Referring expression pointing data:
————

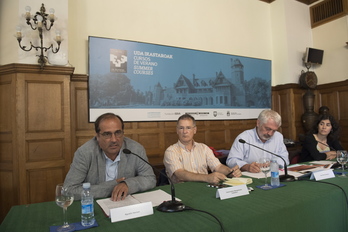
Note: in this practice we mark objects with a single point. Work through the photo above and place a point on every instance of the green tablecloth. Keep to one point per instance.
(298, 206)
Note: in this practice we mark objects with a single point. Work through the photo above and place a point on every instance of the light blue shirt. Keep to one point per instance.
(111, 169)
(243, 153)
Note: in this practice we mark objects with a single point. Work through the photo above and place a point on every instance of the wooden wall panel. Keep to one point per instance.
(41, 182)
(35, 132)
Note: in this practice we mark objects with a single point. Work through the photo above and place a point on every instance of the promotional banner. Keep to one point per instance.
(149, 82)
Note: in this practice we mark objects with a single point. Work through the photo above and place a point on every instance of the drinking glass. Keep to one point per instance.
(342, 159)
(265, 167)
(64, 199)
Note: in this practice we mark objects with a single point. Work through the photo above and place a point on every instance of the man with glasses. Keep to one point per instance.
(188, 160)
(264, 135)
(101, 162)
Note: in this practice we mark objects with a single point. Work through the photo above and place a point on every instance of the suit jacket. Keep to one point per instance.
(89, 165)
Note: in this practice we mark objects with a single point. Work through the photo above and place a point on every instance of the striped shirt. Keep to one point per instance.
(198, 160)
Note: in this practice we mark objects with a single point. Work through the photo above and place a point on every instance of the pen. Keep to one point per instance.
(230, 173)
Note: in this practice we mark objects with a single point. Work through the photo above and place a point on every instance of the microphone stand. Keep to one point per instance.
(283, 178)
(166, 206)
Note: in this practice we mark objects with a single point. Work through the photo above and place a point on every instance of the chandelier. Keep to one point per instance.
(40, 21)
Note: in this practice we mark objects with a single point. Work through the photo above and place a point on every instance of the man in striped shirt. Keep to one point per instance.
(188, 160)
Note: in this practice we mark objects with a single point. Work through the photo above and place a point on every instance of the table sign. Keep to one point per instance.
(229, 192)
(322, 174)
(131, 211)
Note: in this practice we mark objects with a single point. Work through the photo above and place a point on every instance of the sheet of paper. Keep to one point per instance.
(156, 197)
(261, 175)
(107, 204)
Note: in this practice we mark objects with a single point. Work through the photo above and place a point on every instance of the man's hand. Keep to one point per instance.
(236, 171)
(120, 191)
(330, 155)
(253, 167)
(215, 177)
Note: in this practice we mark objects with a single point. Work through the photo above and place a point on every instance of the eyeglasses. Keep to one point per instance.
(108, 135)
(187, 127)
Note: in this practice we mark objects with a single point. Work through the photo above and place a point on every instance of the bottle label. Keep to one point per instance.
(86, 209)
(275, 174)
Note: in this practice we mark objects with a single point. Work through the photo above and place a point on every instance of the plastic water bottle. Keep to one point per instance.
(87, 206)
(274, 173)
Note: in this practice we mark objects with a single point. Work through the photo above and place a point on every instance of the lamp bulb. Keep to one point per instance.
(39, 18)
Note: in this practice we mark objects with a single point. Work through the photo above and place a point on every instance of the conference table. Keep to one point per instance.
(299, 206)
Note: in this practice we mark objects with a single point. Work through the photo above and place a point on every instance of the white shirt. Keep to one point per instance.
(111, 168)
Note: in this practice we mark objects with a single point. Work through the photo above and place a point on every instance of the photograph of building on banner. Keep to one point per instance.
(149, 82)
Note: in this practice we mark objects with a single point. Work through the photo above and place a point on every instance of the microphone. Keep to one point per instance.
(166, 206)
(283, 178)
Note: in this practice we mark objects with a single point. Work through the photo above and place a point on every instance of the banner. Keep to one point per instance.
(149, 82)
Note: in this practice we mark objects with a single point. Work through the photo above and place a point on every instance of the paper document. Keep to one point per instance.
(155, 197)
(261, 175)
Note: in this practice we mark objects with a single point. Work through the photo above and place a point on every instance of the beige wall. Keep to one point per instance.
(332, 38)
(279, 31)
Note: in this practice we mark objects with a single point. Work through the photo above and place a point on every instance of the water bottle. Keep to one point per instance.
(87, 207)
(274, 173)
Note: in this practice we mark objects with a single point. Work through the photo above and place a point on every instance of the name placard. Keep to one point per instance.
(229, 192)
(322, 174)
(131, 211)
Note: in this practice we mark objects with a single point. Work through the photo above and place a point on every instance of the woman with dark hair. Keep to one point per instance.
(322, 141)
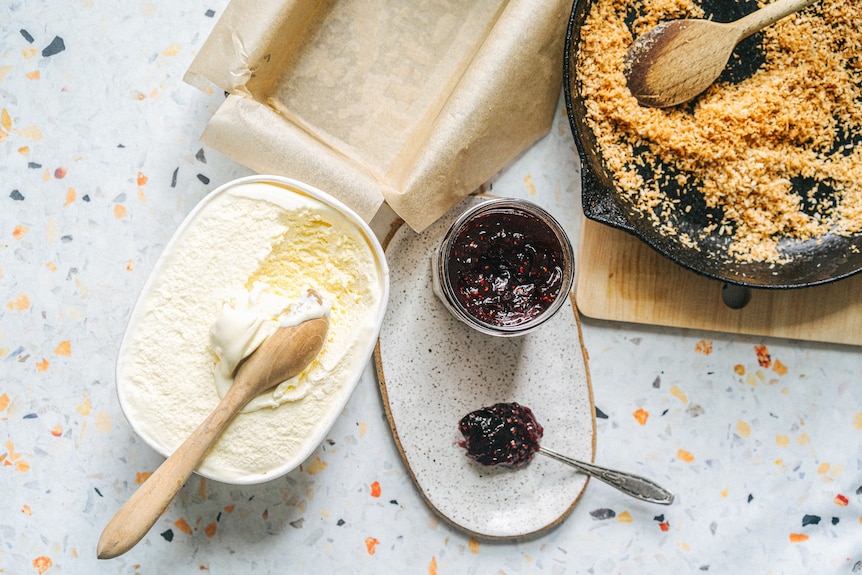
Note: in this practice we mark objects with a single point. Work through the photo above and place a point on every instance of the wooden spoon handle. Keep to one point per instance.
(769, 14)
(140, 512)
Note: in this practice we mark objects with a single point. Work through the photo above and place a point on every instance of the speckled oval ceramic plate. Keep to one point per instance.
(433, 369)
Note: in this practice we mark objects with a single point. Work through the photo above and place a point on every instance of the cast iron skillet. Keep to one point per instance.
(810, 263)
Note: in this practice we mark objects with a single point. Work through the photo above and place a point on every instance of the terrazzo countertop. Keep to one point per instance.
(100, 162)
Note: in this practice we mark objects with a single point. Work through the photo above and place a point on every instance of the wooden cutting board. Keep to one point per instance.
(621, 278)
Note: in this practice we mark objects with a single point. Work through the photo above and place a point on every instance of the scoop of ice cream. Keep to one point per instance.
(246, 320)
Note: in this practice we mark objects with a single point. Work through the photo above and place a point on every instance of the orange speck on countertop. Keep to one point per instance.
(763, 357)
(684, 455)
(64, 348)
(315, 466)
(371, 545)
(42, 564)
(704, 346)
(31, 133)
(20, 231)
(183, 526)
(679, 394)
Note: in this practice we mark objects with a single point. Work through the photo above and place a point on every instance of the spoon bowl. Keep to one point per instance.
(675, 61)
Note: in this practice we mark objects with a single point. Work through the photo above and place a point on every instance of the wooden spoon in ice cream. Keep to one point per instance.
(281, 356)
(677, 60)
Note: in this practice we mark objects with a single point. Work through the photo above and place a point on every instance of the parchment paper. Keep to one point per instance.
(416, 104)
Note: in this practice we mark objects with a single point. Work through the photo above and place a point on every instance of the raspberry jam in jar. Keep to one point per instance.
(504, 267)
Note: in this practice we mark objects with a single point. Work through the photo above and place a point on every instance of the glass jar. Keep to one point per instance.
(504, 267)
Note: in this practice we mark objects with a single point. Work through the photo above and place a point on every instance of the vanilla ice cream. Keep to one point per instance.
(243, 263)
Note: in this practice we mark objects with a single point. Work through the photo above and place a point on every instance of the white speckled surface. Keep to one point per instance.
(434, 369)
(758, 437)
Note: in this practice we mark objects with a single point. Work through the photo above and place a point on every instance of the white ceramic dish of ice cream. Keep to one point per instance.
(245, 249)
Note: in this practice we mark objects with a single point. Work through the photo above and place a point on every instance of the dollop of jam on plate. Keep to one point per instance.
(502, 434)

————

> PROBLEM REQUIREMENTS: Nothing may be altered when you restate the records, but every picture must be dropped.

> RESULT OF THIS EXERCISE:
Note: in this practice we mark objects with a single point. Work through the photo above and place a point on every instance of the green tablecloth. Keep to one point per instance.
(298, 206)
Note: in this practice we mark objects with a single point. Work through the photo above and place a point on every instance of the light blue shirt. Keep to one point per instance.
(111, 169)
(243, 153)
Note: in this practice we mark objects with a single point. Work through the photo above and place a point on every instance of the wooden wall panel. Keep to one point per instance.
(41, 182)
(35, 132)
Note: in this practice we mark objects with a single point. Work through the photo above and place a point on every instance of the promotional banner. Keep to one point per instance.
(149, 82)
Note: in this practice we mark objects with a single point. Work through the photo above and place a point on every instance of the drinking glass. Keep to one point per instance.
(342, 159)
(265, 167)
(64, 199)
Note: in this practice we mark objects with a single point. Work through the photo above and place a point on every instance of the man with glasses. Keep to one point per instance.
(188, 160)
(264, 135)
(101, 162)
Note: in this practice we mark objects with a single point. Work through the photo above and place a point on every instance of the suit jacket. Keep to one point per instance.
(89, 165)
Note: in this practice we mark objects with a single point. Work through the photo above and place a point on every instance of the striped shirt. Keep to one point per instance.
(198, 160)
Note: in this practice we mark objects with a single point. Work through the photo above and place a point on every instance of the pen. Keep to one point per instance.
(230, 173)
Note: in this practice we mark objects with a single point. Work through the photo above and place a point on every instance of the microphone stand. Keep to one point per instance.
(283, 178)
(166, 206)
Note: in this practice we mark objects with a single point. Work through the photo above and place a point on every instance of the chandelier. Keep to one point per instance.
(40, 21)
Note: in this practice we mark objects with a single point. Work through the photo above and place a point on every instance of the man in striped shirt. Keep to one point per instance.
(188, 160)
Note: in this practice we mark objects with a single point. Work through the photo above and place a point on every instance of the table sign. Keep to one point per instance.
(229, 192)
(322, 174)
(131, 211)
Note: in this practice we mark objects with a single point. Work through the photo above and place a point on every instance of the sheet of paper. Keep to one point per instance.
(156, 197)
(261, 175)
(107, 204)
Note: in this practice we mark objects with a single point. Work through the photo above and place a point on every instance of the man's hand. Keep to one point per instance.
(236, 171)
(120, 191)
(330, 155)
(253, 167)
(215, 177)
Note: in this practice we mark objects with a single point. Work through the photo above and place a point on every instance of the eyeglasses. Keep to one point per instance.
(108, 135)
(187, 127)
Note: in this practice we mark objects with a single point. Work through the photo above and place a point on every instance of the bottle label. Keep to one point per instance.
(86, 209)
(275, 174)
Note: in this practice we mark objects with a single point. Work through the photo above and place a point on every instance of the plastic water bottle. Keep to one point per instance.
(87, 206)
(274, 173)
Note: in this practice we mark objects with a single point. Work through the photo above and place a point on every instance of the lamp bulb. Keep to one point per instance.
(39, 18)
Note: in this practice we mark objects with a single point. Work through the photo above and place a point on every instance of the conference table. Keep to one point per instance.
(299, 206)
Note: in this practice we mark objects with a single point. Work through the photo above and place a point on every instance of the white shirt. Keep to one point per instance.
(111, 168)
Note: in this practice we mark objects with a single point. Work through the photo above and place a point on every instance of the photograph of building on banner. Keep to one point per instance.
(149, 82)
Note: in this practice we mark objects with a single point. Work through the photo above and place a point on every instance of the microphone. Keep to one point per instance.
(166, 206)
(283, 178)
Note: in this practice we mark objects with a single point. Work through the photo above and place a point on every instance of the banner. Keep to one point per instance.
(149, 82)
Note: in this practice we mark objects with a single point. Work through the photo above and place a point on every instance of the paper document. Keep to one point per instance.
(155, 197)
(261, 175)
Note: in this practice we mark objects with a single point. Work through the photo above and place a point on every instance of the beige wall. Keep to one point per instance.
(332, 38)
(279, 31)
Note: in this practice we mark objects with a single point. Work through the photo above and place a point on every instance of the water bottle. Keep to one point per instance.
(87, 207)
(274, 173)
Note: in this practice we mark objects with a single point. Work through the photo above and place a point on every instance of the name placard. Keep to one point per instance.
(229, 192)
(322, 174)
(131, 211)
Note: in this practice we mark objects with a single point. Work through the photo above and place a point on every instance of the woman with dark hair. Keep to one point per instance.
(322, 141)
Note: in this practice we mark objects with a single point. Work through the photo above and place a point on every instance of the wooden spoon handle. Keep to one point per instance.
(769, 14)
(140, 512)
Note: in this practice we mark objects with a single point. Work through the photo above and place a point on every instance of the speckled oval ceramic plate. Keep to one point per instance.
(433, 369)
Note: in this practice we mark objects with a single point. Work through the photo above and place a point on every instance of the cast iron skillet. Keep to one point per instance.
(810, 263)
Note: in this practice we mark objects with a single point. Work through the photo above and place a point on every instance of the terrazzo countertop. Keep to one point per instance.
(100, 162)
Note: in this practice we mark objects with a single point. Work through the photo above and place a point on every instance of the wooden cutting board. Keep to one point per instance.
(621, 278)
Note: in this practice we mark objects with a single point. Work through the photo above and place a point on every instance of the scoop of ice cream. Keep to one point per instance.
(246, 320)
Note: in this practice we mark objects with a single point. Work through the photo above and place a point on every instance of the orange speck on countertop. Keep to one point per instance.
(763, 357)
(684, 455)
(64, 348)
(315, 466)
(371, 545)
(42, 564)
(704, 346)
(31, 133)
(20, 231)
(183, 526)
(679, 394)
Note: in this practice we mark objects with a single point. Work through the photo above and place a point on every instance of the spoon bowl. Keep to one point per instance.
(675, 61)
Note: in this practice we mark objects with a single point. Work through the photo above and place a point on every instance of the wooden spoon in ice cream. Keep to one point per instance.
(281, 356)
(677, 60)
Note: in this practice we mark objects with a single point. Work through the photo above and place a point on every instance of the parchment paper. Keep to one point per instance.
(416, 104)
Note: in this practice we mark objects with a single point. Work through the photo above and place a point on every instance of the raspberry jam in jar. Keep to one point per instance.
(504, 267)
Note: in this practice we mark objects with a single point. Work through the photo above and place a point on every instance of the glass jar. Keep to one point per instance.
(504, 267)
Note: in this practice we mark objects with a single point. Work through the photo above and place a point on every instance of the vanilla ice cream. Keep to one point per instance.
(243, 263)
Note: in this practice we mark objects with a single point. Work through the photo above and place a point on every instance of the white speckled surface. Keep to one point per instance.
(434, 369)
(758, 437)
Note: in this practice we mark objects with a single point. Work through the photo above and place a point on every instance of the white ceramic dish of ice cream. Keep to one point per instance.
(245, 249)
Note: in this practice we mark objects with a single point. Work through the photo above and place a point on every instance of the dollop of jam on plate. Keep to one point per instance.
(502, 434)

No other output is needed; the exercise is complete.